----- Supplied records

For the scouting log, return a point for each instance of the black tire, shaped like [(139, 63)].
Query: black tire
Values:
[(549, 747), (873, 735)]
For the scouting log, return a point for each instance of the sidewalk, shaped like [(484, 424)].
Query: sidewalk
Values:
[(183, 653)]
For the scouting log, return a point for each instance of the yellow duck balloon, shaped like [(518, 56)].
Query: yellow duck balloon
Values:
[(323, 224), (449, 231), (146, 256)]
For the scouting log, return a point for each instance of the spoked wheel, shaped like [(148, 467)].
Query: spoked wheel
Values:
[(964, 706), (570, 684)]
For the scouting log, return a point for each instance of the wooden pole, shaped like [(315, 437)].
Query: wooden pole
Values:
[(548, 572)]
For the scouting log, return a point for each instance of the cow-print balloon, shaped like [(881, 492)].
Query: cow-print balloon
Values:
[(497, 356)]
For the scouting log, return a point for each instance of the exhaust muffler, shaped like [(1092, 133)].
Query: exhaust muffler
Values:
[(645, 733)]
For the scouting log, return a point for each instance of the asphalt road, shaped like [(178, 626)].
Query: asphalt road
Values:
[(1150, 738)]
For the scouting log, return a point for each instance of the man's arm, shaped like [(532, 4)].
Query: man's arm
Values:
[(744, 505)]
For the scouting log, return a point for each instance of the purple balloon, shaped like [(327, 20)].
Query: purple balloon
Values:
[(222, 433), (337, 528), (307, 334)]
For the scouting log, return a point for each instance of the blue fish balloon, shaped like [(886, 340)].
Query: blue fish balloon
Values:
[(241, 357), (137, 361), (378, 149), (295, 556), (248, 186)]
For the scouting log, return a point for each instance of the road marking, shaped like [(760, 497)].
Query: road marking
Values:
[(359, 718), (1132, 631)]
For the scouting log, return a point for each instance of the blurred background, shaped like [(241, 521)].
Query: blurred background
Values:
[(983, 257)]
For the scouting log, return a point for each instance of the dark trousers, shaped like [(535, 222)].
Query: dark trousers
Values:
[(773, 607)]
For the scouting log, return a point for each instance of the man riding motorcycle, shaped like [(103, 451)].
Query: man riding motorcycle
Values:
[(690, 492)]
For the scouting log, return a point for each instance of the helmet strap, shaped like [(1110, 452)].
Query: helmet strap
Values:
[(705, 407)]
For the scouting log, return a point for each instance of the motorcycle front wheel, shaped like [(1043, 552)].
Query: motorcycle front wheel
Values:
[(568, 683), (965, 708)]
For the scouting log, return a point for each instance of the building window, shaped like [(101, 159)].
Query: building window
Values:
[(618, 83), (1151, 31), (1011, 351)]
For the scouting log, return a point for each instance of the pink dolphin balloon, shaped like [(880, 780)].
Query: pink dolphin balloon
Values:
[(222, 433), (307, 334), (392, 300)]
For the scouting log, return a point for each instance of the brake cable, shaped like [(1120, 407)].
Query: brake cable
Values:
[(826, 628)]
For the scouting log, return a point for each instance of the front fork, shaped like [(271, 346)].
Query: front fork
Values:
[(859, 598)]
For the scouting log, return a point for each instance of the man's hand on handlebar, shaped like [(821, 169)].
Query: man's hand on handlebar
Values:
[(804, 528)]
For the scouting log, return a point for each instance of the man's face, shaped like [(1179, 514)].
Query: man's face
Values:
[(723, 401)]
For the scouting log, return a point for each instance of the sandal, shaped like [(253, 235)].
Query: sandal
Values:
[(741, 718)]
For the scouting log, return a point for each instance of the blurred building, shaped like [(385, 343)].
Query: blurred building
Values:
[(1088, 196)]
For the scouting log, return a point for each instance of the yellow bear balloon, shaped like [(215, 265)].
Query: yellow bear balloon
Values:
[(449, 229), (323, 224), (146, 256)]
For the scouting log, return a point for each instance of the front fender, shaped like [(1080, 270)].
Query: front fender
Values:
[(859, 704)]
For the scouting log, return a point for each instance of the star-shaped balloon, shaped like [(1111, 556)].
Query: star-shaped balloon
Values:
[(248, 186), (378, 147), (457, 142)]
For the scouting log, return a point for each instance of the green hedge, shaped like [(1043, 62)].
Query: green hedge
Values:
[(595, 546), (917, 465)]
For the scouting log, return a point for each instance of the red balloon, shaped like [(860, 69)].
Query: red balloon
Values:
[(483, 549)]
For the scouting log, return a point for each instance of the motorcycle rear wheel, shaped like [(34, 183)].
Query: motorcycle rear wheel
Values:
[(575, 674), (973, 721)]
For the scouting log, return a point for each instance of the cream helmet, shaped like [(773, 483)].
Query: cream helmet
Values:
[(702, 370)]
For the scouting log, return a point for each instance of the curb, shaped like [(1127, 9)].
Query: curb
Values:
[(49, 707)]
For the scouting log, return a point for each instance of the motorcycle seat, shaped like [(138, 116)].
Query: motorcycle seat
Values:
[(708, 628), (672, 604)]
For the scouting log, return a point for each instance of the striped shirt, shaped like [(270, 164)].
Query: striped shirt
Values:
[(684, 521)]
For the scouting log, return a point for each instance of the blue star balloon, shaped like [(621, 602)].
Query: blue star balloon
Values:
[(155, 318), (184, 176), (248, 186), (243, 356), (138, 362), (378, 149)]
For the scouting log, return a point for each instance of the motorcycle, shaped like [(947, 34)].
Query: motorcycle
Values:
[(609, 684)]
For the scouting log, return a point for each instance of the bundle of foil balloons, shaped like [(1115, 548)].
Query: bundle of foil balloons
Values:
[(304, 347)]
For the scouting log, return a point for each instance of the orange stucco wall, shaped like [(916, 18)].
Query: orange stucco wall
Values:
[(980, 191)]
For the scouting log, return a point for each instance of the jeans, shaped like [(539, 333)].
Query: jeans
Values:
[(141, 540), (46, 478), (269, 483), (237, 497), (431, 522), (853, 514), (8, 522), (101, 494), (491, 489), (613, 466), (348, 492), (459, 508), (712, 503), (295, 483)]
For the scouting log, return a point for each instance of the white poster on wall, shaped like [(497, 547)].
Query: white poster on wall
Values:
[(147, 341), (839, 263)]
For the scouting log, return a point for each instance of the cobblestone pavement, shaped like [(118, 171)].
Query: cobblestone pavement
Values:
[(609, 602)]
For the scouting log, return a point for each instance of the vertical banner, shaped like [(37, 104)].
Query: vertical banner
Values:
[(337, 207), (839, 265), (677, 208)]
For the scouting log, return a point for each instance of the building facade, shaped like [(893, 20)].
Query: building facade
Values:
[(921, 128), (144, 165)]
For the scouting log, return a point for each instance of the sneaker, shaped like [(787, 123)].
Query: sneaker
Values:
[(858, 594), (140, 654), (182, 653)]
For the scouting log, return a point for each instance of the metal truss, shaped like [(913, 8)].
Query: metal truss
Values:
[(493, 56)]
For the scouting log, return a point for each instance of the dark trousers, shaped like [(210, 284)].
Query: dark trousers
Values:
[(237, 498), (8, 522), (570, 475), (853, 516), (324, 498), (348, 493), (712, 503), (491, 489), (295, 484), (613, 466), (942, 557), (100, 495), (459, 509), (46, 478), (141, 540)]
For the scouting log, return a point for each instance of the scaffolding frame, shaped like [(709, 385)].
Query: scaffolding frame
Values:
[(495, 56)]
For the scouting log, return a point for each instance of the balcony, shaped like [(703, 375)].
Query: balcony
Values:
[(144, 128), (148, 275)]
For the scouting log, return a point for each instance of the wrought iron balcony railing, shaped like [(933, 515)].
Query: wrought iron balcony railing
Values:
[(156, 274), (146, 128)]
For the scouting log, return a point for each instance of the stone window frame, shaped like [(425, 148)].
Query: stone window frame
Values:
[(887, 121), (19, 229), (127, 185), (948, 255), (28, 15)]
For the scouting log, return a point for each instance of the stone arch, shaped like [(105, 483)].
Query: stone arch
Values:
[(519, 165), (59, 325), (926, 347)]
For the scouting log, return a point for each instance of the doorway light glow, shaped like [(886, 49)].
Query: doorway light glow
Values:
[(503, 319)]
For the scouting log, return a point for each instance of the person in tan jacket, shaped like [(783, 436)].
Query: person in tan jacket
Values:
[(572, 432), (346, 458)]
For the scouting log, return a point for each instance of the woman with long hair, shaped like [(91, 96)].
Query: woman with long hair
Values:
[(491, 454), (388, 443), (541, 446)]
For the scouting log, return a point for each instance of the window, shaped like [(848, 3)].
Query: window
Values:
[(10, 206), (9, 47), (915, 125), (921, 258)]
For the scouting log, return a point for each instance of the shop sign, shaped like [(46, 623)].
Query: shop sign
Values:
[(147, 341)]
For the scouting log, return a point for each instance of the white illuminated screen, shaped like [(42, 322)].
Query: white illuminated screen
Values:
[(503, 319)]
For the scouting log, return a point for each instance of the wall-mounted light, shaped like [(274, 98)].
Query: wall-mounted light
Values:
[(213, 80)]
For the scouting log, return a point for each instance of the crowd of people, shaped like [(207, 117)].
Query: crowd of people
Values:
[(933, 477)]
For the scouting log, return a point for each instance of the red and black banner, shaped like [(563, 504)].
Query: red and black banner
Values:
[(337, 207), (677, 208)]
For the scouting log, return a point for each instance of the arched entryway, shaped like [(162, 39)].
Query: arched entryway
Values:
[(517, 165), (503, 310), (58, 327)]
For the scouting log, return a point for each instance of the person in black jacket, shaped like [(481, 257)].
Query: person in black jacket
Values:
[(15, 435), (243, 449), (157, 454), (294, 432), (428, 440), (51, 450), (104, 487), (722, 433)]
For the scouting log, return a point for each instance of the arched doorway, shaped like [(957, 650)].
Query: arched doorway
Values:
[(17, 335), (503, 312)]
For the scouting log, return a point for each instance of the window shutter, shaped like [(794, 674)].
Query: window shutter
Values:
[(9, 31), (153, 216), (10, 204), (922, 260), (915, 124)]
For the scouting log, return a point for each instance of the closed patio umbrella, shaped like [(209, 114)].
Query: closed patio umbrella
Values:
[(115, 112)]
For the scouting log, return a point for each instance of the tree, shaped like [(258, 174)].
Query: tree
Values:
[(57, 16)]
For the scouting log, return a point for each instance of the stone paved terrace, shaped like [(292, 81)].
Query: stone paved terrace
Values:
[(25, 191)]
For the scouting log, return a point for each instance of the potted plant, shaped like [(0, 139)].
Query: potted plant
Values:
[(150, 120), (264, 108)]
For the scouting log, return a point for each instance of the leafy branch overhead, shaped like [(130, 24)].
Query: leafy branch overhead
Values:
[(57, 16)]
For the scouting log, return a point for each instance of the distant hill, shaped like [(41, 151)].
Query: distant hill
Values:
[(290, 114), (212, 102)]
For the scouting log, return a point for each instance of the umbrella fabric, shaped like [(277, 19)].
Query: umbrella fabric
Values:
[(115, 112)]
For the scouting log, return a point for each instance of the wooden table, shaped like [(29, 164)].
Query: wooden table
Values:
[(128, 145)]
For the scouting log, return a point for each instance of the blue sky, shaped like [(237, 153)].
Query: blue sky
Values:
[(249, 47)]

----------

◆ Problem description ◆
Copy each line in the listing where "strap" appears.

◆ Exercise answer ◆
For the scouting log, return a point for each instance of the helmet strap, shaped like [(1110, 452)].
Query: helmet strap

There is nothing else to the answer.